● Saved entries

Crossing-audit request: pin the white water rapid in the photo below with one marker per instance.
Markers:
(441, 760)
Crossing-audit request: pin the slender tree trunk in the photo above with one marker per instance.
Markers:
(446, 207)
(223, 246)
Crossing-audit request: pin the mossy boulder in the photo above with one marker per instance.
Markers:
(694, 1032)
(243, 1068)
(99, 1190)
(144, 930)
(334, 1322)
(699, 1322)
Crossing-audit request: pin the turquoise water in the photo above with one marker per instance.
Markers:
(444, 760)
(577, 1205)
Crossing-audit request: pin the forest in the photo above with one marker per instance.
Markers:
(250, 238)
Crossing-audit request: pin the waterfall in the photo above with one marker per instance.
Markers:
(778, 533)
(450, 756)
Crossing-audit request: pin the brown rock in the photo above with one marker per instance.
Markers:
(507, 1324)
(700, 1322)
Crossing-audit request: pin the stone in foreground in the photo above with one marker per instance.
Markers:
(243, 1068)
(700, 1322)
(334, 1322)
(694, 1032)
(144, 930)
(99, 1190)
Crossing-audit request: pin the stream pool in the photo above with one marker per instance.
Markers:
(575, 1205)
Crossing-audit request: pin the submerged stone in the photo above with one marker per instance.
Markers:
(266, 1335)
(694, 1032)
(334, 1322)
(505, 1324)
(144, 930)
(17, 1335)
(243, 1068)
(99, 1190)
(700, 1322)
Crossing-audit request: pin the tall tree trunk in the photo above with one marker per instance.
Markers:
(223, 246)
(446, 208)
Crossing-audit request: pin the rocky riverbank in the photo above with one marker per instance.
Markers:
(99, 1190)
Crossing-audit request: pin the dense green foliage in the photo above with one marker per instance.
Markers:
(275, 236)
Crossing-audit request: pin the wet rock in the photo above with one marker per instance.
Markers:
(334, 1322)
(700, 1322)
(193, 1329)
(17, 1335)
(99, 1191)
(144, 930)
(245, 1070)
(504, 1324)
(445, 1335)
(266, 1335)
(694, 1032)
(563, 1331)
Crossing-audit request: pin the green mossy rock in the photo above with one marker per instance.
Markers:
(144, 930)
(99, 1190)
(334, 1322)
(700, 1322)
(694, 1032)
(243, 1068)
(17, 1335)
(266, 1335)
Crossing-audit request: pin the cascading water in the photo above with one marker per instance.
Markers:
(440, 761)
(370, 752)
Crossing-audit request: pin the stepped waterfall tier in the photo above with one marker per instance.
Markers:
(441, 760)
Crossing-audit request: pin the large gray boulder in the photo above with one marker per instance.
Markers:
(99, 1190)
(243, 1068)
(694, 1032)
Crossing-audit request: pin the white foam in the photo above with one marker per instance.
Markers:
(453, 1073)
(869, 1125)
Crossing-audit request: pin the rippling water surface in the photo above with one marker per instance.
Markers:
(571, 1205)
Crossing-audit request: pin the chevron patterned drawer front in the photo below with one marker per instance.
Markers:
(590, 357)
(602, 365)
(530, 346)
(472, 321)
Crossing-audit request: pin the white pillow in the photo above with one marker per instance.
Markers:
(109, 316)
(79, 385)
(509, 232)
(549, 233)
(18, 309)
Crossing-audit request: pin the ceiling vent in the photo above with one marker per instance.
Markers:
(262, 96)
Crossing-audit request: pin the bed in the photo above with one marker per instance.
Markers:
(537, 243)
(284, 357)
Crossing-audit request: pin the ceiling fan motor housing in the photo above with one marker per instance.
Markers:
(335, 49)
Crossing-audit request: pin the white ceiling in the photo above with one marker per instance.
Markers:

● DIRECTIONS FOR THIS TASK
The answer should be exactly the lines from the one that contains "Crossing-audit request: pin the cascading" through the end of the entries, both ends included, and nothing besides.

● SOLUTION TO THIS EXERCISE
Crossing-audit request: pin the cascading water in the photo above with one marker per instance.
Markers:
(440, 761)
(370, 752)
Crossing-audit request: pin the stepped waterfall tier in the photo above with one marker per instance.
Markers:
(441, 760)
Crossing-audit request: pin the large gray boulder in the photo above with one marker per instance.
Markers:
(99, 1190)
(243, 1068)
(694, 1032)
Crossing-audit request: pin the white foam in the photo above with one marker per instance.
Markers:
(453, 1073)
(869, 1125)
Crossing-audit request: pin the rippling water surface in the photo above with one marker per instance.
Markers:
(571, 1205)
Crossing-audit request: pin the chevron patterned drawer front in the photo below with one marker per instance.
Markers:
(590, 357)
(602, 365)
(530, 346)
(472, 321)
Crossing-audit request: pin the white pillow in the photo above with one marker per instance.
Markers:
(109, 316)
(79, 385)
(509, 232)
(549, 233)
(18, 309)
Crossing-audit request: pin the ceiling vent in the photo above with one marker per instance.
Markers:
(262, 96)
Crossing-audit request: pin the bed in the photo above with one marker per instance.
Markers:
(537, 243)
(284, 357)
Crossing-audit request: pin the ceiling fan motor housing in the photo above with one marker per instance.
Markers:
(335, 49)
Crossing-audit request: pin the white ceiling in the photo above with one marker per instance.
Markers:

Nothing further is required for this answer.